Natural-language object grounding data
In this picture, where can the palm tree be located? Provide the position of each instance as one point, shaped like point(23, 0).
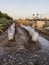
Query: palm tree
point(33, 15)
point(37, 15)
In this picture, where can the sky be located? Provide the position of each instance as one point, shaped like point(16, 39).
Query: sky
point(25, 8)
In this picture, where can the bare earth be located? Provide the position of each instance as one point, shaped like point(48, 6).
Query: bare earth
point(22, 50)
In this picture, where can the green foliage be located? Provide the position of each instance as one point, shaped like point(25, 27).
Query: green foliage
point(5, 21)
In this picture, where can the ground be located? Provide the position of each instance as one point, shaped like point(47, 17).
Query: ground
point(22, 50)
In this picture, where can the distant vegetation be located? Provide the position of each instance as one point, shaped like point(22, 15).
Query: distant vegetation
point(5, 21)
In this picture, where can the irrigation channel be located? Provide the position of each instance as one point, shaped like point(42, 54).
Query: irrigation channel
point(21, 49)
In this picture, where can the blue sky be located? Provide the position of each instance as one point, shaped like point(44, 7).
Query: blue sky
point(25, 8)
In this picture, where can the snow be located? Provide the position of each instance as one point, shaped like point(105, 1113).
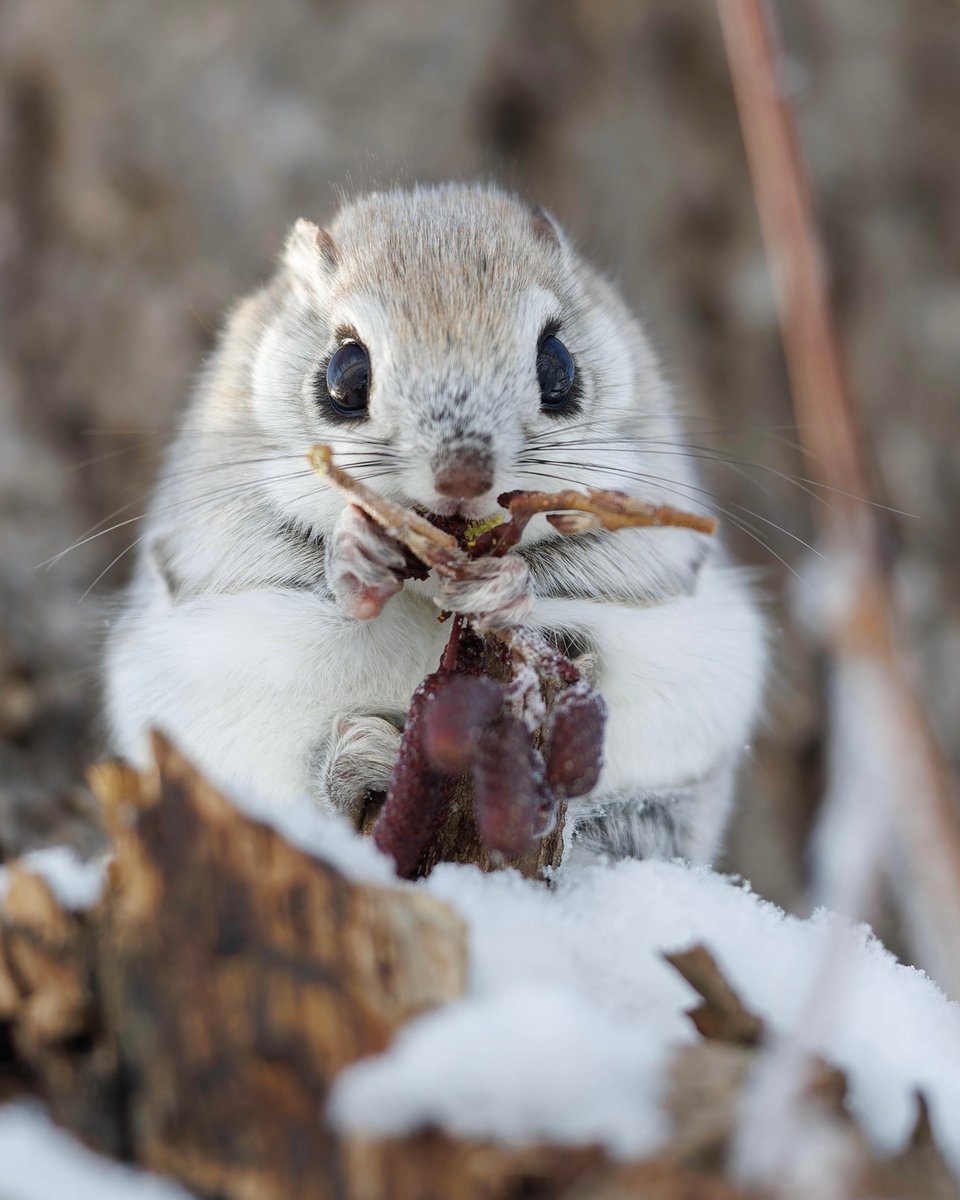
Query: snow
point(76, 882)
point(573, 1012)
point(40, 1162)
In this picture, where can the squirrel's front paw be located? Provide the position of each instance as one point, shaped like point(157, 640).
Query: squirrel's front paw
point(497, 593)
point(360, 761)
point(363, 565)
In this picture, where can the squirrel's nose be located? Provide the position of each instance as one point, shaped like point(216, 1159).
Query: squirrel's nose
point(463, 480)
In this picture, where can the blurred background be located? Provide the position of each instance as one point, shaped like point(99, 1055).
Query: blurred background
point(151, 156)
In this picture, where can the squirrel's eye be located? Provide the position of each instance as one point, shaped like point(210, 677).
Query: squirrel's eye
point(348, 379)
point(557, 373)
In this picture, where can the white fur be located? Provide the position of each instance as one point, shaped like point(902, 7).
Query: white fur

> Exercise directions
Look through the entries above, find each line containing "white", and copy it.

> Output
In this picture, where can the white fur be located? Provide the position of each instance as one point, shaped like point(902, 7).
Query: white fur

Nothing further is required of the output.